_Extrait du texte_:
Elle raconte ainsi aussi sa rencontre avec Hélène Devynk qui l’a amenée à enquêter sur l’affaire Patrick Poivre d’Arvor, avec huit victimes déclarées d’atteintes sexuelles et même de viols, sans parler d’humiliations et mauvaises habitudes: «ne prenez jamais un ascenseur seule avec P.P.D.A. ») Et ses informations certifiées par les juristes de son journal (on connaît le sérieux du Monde), ont persuadé sa hiérarchie de publier la tribune de sa consœur et toute une série d’enquêtes.
Cela ne fait pas du spectacle un exposé sur les objets et méthodes d’une grande journaliste et nous en avons vite senti la force de cette mise en scène. Carole Thibaut, elle, marque cette expérience originale de son efficacité, de son humour.
La place de chacune a souvent varié au fil de leur dialogue mais ensemble, elles réussissent à toucher l’émotion juste : pas celle qui fait pleurer Margot mais celle qui donne accès à une vérité. Sans dépasser la dose, l’humour, le rire partagé. Et elles critiquent les propos, rompent les débordements possibles du sentiment, avec l’obsession d’être juste.

_Entrées issues d'une collection_:
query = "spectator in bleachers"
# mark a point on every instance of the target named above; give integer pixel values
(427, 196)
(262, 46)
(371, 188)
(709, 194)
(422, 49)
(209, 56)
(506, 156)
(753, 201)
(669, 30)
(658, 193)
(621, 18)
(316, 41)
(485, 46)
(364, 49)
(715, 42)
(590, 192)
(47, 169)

_Consigne écrite A_: Reproduisez à l'identique le passage de la critique du spectacle qui va de « Cela ne fait » jusqu'à « de son humour. ».
_Consigne écrite B_: Poursuivez la critique du spectacle après sa dernière phrase.
Les entrées ne jouent aucun rôle dans ce travail.

_Résultat de l'exercice A_:
Cela ne fait pas du spectacle un exposé sur les objets et méthodes d’une grande journaliste et nous en avons vite senti la force de cette mise en scène. Carole Thibaut, elle, marque cette expérience originale de son efficacité, de son humour.

_Résultat de l'exercice B_:
L’image vient en complément de ce jeu à deux, avec les vidéos de Benoît Lahoz et des extraits de films de Lorraine de Foucher, et des photos d’elles, enfants. Sur les premières, elles ont les cheveux courts et pourraient être des garçons ; deux ou trois ans plus tard, les cheveux sont plus longs, la  féminité se dessine (on ne naît pas femme, on le devient…) Elles ont mainteannt chacune une fille adolescente et nous livrent en direct leur interview : «Oui, nous sommes féministes, mais… y a pas que ça, et il y a des mecs très bien »… Toujours les bonheurs de la contradiction.

Alors ? Avec des moments de rire du public, de silence haletant, avec leur vraie colère et surtout aucun optimisme béat, et un beau texte final d’Hélène Cixous, ces femmes vaillantes, chacune ayant savoir-faire et  compétences, nous auront emmenés loin dans leur quête, quitte à faire craquer les frontières de leur métier respectif, et celles de la justesse comme de la justice.

Christine Friedel

Spectacle vu au Théâtre du Point du jour, à Lyon (Vème). 

Les 10 et 11 mai au Théâtre des Ilets, Centre Dramatique National de Montluçon (Allier).